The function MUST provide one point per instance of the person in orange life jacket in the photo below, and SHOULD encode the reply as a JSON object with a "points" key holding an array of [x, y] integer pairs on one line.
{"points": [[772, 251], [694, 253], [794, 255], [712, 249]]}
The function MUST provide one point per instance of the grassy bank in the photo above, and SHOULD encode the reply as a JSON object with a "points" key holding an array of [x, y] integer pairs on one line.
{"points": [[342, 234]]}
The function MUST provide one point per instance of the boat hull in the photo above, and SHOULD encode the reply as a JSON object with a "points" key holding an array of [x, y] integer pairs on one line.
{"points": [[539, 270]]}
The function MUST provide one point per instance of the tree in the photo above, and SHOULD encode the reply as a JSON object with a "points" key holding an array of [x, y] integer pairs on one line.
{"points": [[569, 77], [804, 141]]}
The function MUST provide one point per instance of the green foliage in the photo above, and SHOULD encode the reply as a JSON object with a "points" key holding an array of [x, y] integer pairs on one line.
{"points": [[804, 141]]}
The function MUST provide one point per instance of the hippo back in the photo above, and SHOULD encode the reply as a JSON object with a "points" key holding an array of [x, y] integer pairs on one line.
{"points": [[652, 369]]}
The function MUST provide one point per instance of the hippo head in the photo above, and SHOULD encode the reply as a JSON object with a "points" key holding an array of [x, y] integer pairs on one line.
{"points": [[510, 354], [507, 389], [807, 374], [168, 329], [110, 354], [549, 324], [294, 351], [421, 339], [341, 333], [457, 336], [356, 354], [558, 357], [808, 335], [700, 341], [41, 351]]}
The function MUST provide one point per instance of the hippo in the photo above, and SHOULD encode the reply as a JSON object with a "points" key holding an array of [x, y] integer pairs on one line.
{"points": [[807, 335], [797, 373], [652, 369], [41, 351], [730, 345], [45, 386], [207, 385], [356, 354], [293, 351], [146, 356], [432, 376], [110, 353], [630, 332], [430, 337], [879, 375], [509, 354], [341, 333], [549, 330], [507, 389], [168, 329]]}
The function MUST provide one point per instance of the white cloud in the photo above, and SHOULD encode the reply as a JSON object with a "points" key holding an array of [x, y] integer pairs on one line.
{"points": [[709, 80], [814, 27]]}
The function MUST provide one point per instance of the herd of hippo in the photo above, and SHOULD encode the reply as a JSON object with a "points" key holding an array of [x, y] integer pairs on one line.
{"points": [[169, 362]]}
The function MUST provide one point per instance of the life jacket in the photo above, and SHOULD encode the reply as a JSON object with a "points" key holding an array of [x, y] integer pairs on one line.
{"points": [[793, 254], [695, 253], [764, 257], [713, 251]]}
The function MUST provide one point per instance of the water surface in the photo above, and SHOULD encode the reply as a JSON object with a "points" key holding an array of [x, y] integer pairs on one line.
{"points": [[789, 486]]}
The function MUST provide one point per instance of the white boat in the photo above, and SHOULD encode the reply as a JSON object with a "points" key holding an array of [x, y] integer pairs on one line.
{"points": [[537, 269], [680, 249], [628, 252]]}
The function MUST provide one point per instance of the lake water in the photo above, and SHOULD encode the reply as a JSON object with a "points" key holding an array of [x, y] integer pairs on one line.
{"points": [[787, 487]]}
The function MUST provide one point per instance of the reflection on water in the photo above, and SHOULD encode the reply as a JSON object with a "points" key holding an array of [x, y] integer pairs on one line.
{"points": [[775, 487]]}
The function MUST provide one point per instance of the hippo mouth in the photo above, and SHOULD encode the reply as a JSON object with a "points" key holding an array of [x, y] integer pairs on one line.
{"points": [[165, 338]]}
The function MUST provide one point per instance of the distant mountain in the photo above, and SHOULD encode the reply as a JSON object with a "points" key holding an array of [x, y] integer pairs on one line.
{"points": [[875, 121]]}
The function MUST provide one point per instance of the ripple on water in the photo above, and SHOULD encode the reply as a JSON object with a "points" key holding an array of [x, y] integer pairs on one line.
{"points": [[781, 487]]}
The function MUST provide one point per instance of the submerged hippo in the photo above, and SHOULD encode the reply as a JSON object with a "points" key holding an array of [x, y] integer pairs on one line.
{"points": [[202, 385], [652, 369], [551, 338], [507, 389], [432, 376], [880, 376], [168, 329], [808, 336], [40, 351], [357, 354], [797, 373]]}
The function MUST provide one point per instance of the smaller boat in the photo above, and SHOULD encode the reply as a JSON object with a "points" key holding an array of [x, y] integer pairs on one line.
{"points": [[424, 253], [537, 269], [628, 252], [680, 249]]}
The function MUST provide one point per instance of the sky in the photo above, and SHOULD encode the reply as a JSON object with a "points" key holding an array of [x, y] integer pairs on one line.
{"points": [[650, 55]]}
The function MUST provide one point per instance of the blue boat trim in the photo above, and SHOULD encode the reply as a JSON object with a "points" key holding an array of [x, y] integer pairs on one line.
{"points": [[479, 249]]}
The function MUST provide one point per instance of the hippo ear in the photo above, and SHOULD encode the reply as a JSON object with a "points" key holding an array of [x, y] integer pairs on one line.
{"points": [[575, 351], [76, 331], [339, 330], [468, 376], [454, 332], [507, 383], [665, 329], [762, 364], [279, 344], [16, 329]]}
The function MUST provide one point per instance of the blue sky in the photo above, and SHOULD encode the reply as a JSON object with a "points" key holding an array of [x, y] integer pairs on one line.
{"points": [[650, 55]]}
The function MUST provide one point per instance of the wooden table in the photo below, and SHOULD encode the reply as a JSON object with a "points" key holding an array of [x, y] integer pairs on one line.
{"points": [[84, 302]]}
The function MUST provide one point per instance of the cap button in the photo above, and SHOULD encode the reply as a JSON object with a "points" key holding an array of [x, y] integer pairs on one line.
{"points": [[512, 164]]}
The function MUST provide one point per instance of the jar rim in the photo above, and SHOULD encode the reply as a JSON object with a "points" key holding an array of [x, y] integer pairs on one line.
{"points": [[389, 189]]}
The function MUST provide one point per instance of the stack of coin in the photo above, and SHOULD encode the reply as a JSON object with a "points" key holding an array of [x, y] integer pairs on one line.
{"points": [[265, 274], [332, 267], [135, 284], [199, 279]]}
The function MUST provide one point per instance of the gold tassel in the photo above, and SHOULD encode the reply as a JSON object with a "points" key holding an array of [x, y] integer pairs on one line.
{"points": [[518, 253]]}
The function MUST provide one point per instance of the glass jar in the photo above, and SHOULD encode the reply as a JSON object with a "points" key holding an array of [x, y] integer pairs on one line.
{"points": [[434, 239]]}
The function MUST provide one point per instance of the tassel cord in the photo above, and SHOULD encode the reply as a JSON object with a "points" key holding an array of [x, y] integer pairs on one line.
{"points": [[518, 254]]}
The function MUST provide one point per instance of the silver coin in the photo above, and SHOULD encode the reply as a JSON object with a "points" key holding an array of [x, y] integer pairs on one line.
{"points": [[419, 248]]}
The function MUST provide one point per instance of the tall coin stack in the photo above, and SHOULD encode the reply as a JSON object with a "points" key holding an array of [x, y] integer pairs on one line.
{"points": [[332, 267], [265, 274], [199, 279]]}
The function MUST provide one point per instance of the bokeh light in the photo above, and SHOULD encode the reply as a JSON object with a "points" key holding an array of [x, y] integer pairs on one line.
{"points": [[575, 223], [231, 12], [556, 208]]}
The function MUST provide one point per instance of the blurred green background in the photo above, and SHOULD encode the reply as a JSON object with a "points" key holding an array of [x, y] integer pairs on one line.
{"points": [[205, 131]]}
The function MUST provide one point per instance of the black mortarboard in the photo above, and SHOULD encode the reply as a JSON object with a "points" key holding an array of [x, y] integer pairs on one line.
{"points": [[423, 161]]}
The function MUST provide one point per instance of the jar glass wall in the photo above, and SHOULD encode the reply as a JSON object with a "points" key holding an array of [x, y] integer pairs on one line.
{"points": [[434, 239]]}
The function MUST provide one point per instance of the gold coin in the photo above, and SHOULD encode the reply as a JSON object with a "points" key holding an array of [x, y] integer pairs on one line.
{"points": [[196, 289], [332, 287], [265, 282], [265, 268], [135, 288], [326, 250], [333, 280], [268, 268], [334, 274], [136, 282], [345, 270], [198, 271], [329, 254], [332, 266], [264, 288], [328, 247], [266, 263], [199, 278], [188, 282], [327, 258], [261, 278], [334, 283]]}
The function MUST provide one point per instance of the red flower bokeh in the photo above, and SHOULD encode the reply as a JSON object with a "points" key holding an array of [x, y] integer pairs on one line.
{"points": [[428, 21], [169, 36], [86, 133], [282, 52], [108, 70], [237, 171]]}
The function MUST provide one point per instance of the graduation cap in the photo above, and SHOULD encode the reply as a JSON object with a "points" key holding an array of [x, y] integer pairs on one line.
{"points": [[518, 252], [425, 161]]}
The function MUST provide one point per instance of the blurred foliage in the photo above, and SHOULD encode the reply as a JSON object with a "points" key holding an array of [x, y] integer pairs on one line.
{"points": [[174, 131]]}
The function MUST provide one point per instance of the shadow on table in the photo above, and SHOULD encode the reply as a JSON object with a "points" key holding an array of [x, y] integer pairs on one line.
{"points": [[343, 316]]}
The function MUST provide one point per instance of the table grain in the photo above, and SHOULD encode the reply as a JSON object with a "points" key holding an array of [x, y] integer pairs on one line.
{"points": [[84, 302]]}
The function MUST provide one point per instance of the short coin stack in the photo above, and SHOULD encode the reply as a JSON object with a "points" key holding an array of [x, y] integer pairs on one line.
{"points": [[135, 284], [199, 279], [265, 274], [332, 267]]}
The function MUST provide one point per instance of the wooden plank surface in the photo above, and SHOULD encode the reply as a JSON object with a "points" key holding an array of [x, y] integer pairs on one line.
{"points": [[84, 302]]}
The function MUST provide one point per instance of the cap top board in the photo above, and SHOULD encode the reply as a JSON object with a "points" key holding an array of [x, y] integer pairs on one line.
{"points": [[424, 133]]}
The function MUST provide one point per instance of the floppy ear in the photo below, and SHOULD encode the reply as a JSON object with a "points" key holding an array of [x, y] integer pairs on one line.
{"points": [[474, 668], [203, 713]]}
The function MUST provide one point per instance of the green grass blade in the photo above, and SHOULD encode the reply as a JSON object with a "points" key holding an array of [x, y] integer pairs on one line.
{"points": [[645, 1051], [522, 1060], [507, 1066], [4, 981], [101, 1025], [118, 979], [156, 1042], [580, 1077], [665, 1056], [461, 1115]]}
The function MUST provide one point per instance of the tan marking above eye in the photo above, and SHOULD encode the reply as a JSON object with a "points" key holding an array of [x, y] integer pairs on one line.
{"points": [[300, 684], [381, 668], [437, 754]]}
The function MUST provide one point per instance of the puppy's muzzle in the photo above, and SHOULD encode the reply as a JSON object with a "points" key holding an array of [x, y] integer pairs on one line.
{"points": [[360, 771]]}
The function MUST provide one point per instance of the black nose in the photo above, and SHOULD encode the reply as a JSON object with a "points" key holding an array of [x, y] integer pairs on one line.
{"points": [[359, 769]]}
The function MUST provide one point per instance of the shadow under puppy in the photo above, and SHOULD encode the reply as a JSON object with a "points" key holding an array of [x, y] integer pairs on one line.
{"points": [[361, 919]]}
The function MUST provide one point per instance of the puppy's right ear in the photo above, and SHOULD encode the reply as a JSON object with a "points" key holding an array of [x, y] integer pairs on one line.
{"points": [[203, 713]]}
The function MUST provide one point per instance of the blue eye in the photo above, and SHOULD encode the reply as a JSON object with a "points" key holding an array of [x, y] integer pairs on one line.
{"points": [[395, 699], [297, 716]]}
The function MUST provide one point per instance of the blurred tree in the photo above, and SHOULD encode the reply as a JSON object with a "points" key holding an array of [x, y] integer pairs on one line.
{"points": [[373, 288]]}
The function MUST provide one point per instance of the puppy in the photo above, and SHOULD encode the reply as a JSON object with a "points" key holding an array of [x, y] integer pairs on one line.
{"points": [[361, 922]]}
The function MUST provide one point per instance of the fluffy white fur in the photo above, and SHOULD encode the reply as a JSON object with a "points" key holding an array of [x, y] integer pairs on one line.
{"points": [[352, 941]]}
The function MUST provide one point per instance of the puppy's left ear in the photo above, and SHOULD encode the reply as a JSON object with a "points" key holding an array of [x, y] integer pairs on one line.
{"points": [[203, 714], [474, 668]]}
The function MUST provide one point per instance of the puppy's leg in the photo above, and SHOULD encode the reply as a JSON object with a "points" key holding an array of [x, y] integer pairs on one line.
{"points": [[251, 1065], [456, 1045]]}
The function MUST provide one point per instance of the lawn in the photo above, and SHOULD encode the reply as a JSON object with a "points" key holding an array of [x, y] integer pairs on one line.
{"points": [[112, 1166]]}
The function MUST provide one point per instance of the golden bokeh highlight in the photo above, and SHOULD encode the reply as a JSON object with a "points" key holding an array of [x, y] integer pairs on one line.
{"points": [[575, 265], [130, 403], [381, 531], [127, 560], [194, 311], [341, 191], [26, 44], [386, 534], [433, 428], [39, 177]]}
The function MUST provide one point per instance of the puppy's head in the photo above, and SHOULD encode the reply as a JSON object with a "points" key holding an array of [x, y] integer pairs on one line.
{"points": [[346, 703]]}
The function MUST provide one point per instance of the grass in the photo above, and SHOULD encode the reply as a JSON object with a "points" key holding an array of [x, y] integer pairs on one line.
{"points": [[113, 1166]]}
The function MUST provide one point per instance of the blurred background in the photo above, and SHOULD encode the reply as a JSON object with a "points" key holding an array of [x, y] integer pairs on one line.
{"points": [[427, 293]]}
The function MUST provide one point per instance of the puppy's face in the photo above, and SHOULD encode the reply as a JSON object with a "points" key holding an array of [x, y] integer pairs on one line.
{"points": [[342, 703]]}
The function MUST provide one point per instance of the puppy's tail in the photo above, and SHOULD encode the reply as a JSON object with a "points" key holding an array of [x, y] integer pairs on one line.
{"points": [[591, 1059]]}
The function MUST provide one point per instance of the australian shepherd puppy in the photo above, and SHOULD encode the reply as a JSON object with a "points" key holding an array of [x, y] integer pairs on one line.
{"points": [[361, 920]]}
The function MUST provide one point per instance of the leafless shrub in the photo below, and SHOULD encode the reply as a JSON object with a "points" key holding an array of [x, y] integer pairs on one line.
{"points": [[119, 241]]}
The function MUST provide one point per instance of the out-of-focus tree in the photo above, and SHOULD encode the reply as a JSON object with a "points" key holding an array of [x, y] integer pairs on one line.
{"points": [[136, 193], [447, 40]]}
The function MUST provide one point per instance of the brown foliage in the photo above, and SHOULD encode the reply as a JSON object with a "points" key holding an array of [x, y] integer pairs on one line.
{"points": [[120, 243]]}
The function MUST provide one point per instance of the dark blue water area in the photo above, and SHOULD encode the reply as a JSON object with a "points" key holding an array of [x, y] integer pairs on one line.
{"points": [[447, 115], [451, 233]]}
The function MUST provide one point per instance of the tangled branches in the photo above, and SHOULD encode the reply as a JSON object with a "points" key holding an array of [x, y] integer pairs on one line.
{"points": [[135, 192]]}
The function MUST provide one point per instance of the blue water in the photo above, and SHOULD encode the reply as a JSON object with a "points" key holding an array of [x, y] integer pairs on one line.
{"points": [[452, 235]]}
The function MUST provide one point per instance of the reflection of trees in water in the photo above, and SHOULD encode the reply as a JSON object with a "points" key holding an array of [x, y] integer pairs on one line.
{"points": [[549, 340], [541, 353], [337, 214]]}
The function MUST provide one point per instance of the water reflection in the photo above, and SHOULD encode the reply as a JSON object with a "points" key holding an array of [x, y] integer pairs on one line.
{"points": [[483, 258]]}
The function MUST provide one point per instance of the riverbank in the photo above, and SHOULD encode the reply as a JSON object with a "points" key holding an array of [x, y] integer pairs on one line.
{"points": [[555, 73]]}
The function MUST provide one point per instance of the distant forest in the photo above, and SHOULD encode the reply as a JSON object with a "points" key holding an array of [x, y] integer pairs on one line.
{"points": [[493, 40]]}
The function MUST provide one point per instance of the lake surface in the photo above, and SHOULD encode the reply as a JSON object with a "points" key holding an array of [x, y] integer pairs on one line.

□ □ □

Extract every line from the one with "the blue water" down to the final line above, both included, exactly as written.

> **RESULT OF THE TASK**
The function MUST provide one point per instance of the blue water in the photo above, and SHOULD encode the reply as a JSON object with a "points" key holding an array of [x, y] integer pairs on one line.
{"points": [[452, 235]]}
The function MUST provide one point per instance of the reflection of trees in water in the photo above, and SHOULD encode the reply as a JSON object with a "points" key holding an array of [x, y] integer pairs on one line.
{"points": [[549, 340], [541, 353], [337, 214]]}
The function MUST provide one point per instance of the water reflection in the photo above, and SHOULD encode the reply as a JSON object with a "points" key holding an array of [x, y] integer pairs on one line.
{"points": [[483, 258]]}
The function MUST provide one point per instance of the riverbank in the photo above, and SHOULD encode the reply as a JSON object with a "points" key holding an array of [x, y] integer pairs on one line.
{"points": [[555, 73]]}
The function MUST provide one point per instance of the distant forest in the photo above, and SHOULD encode the reply as a JSON object with a "points" key holding an array of [x, y] integer pairs on one line.
{"points": [[493, 40]]}
The function MUST provide one point per instance of the lake surface in the photo above, and SHOULD encode the reply as a JSON object with a "points" key holding an array of [x, y] integer pairs on one line.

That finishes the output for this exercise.